Dataset extract:
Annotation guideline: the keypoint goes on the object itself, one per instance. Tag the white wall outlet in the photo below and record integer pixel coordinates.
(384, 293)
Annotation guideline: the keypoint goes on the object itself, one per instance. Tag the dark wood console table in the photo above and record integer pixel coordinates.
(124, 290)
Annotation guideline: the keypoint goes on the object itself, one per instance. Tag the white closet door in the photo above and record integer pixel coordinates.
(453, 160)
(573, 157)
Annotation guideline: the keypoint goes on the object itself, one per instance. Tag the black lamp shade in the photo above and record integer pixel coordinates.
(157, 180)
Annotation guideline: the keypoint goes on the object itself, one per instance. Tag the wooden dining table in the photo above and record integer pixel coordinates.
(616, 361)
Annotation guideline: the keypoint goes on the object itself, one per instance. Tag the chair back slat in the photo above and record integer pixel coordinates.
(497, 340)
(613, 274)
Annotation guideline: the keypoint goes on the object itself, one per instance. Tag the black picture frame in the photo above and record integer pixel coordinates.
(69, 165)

Exercise:
Write the records out again so that each one matches the original exactly.

Exercise result:
Annotation guideline: the keypoint goes on the object itself, one per instance. Tag the white wall outlet in the photo below and record integer pixel coordinates.
(384, 293)
Annotation guideline: the keypoint goes on the object itself, one per instance. Tag the dark wood console table in the photo above and record integer pixel coordinates.
(124, 290)
Annotation guideline: the keypoint goes on the object itself, one per instance. Tag the white closet door in the photo above and record integer pixel coordinates.
(453, 160)
(573, 157)
Annotation guideline: the keypoint goes on the object itself, one per instance. Tag the black lamp shade in the photo above and record integer pixel coordinates.
(157, 180)
Annotation guideline: the keypoint goes on the object itself, one per instance. Tag the wooden dining table in the photo above and record integer pixel coordinates.
(616, 361)
Annotation guideline: the keypoint goes on the object itself, one per instance. Tag the chair back slat in the photo above and record integer pixel coordinates.
(497, 340)
(613, 274)
Annotation guideline: the keypoint goes on the object itself, one per instance. Tag the black picture frame in the photo above and record integer pixel coordinates.
(69, 165)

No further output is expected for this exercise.